◆ Task directions ◆
Every line of the material that follows must be printed again exactly.

******************************

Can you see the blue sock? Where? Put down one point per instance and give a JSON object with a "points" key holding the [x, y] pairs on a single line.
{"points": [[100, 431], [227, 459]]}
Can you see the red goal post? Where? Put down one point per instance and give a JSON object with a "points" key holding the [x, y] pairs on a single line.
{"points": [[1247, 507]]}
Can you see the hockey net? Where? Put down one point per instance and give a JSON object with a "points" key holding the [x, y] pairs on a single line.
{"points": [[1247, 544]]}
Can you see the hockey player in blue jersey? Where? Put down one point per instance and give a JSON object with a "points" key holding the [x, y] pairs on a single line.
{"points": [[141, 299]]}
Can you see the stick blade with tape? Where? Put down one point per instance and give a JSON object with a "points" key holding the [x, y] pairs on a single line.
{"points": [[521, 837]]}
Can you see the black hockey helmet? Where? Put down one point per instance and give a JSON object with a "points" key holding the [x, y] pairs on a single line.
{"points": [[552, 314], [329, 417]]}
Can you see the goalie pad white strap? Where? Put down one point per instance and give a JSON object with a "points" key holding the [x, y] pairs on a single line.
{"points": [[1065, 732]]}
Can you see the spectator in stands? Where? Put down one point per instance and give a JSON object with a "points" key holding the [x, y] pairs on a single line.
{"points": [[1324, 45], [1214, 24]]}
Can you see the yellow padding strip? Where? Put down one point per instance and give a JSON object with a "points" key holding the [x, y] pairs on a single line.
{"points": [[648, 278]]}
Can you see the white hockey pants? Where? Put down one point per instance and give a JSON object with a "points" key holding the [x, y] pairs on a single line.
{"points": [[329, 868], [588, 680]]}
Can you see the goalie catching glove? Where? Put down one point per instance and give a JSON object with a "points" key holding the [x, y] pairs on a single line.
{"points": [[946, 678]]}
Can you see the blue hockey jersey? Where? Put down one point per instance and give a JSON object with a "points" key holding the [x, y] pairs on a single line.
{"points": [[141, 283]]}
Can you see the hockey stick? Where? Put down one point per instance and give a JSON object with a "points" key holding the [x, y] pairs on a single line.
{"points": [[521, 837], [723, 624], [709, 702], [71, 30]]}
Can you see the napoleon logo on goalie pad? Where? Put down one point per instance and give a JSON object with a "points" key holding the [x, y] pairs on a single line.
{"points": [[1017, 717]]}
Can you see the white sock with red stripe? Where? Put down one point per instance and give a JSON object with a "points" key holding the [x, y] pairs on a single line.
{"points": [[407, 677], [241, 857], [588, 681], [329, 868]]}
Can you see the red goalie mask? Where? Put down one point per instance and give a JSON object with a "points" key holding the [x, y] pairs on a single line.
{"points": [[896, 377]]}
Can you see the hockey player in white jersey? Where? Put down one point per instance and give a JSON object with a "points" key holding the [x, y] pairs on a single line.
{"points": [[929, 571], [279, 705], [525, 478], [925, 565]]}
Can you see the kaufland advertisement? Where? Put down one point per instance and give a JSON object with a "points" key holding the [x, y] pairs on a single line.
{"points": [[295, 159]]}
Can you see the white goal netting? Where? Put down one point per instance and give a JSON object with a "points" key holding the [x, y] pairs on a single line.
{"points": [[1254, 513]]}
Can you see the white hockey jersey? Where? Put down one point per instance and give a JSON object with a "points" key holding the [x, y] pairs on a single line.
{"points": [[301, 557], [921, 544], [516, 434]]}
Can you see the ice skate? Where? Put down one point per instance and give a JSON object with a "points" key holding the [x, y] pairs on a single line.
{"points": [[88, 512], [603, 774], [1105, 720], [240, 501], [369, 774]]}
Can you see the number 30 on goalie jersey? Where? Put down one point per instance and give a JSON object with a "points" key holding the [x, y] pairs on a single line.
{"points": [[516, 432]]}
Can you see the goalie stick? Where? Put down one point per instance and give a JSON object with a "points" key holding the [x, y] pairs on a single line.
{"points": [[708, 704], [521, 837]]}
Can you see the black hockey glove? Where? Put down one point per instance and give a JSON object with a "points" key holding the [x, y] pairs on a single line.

******************************

◆ The result ◆
Can you see the blue sock? Where? Put down one point per instance and give a JSON object with a "points" key holding the [x, y] pairs on a single line.
{"points": [[100, 431], [227, 459]]}
Can you see the red goal post? Where? Put down one point per instance and give a JSON object with a "points" key holding the [x, y] pairs on a single line.
{"points": [[1247, 507]]}
Can you see the hockey net? Where? Put down one point per instance and give a JSON object with a "points" key holding the [x, y] pairs on a single line.
{"points": [[1247, 544]]}
Can you see the hockey player in blue jersey? Where? Put down one point per instance and give a JSON object with a "points" key holding the [x, y] pairs on a single line.
{"points": [[141, 299]]}
Can you see the stick blade with tape? Where? Put down one point per instance and give a JSON object with a "points" key holding the [x, y] pairs on a single line.
{"points": [[521, 837]]}
Can you see the black hockey helmet? Where? Put down one point per instance and give a JSON object with a "points" key holding the [x, y] pairs on a single line.
{"points": [[552, 314], [329, 417]]}
Can you see the goalie pad white strap? Where? Put down one point per instance and give a JSON object with a "points" key holding the [x, y] pairs on a single line.
{"points": [[1065, 732]]}
Can you see the spectator in stands? Where? Put down one point per instance and give a JSON object with a "points" key holding the [x, y] pairs on a single line.
{"points": [[1324, 45], [1214, 24]]}
Can you see the yellow padding strip? Where? Put down one point per instance and give a JSON object with a "points" key holding the [x, y] pairs on a single line.
{"points": [[648, 278]]}
Can you see the white hockey pants? Where? Put down one point per instance and give a JSON object with a "points" key holding the [x, y] pairs on a single line.
{"points": [[329, 868], [588, 680]]}
Can you see the goalie catching glove? Where? Put down one point per instance and give a JSON object with a "points" key holding the [x, y] pairs on a single line.
{"points": [[946, 678]]}
Can you see the blue hockey jersey? Where? Put down one point per instance and give a JSON object with a "points" key holding the [x, y] pairs on a single line.
{"points": [[141, 283]]}
Can you see the hockey stick? Where? Put down one point per instance and give a JSON object with a "points" key holding the [x, y] pairs on a single line.
{"points": [[521, 837], [723, 624], [709, 702], [71, 30]]}
Can you see the napoleon logo on goalie pad? Where? Put down one point per instance and give a JSON object with a "points" key holding the [x, y] pairs on a single line.
{"points": [[1017, 717]]}
Can you see the white sock with red stripe? Where? Put down one point per instance and give a JSON object with a "points" key holding the [x, y] pairs on a single line.
{"points": [[407, 677], [241, 857], [588, 681], [329, 868]]}
Can you see the red goalie mask? Where? Put down one point per instance and give a JSON object with a "points" key holding the [x, y] pairs on a single line.
{"points": [[896, 377]]}
Can you see the hockey player in white jersey? Where? Put down one point per instance and give a JSON object with a "points" key holding the [x, y] pairs on a single line.
{"points": [[929, 571], [279, 705], [525, 478], [925, 565]]}
Can you see the kaufland advertisement? Where? Put down one point per instance and give a JSON object with a "points" key holding the [x, y] pairs on a single line.
{"points": [[295, 159]]}
Can you see the white goal netting? Where? Put down one point per instance and give a JSON object with a "points" key holding the [x, y] pairs on a single line.
{"points": [[1254, 513]]}
Can you see the white hockey jersey? Where? Put down one point per instance and give a JSON object with a "points" key holding the [x, y] pairs on a single line.
{"points": [[301, 557], [921, 544], [516, 434]]}
Can you see the ice skate? Where? Put down one point per instance and give a JSON object with a "points" key holding the [x, y] pairs on a single line.
{"points": [[88, 512], [603, 774], [1105, 720], [240, 501], [369, 774]]}
Can you see the number 30 on goalie jersey? Where? Put down one point per instance and give a JSON object with a "points" key holding the [x, y] pairs on a single line.
{"points": [[516, 432]]}
Can you see the goalie stick? Where? Put down one point per instance and give a JSON object with a "points" key holding the [x, y] pairs on a single line.
{"points": [[708, 704], [521, 837]]}
Can you see the black hockey glove? Where? Put down one point per instance and give a JSON object with a "points" key holding the [x, y] pairs on a single line.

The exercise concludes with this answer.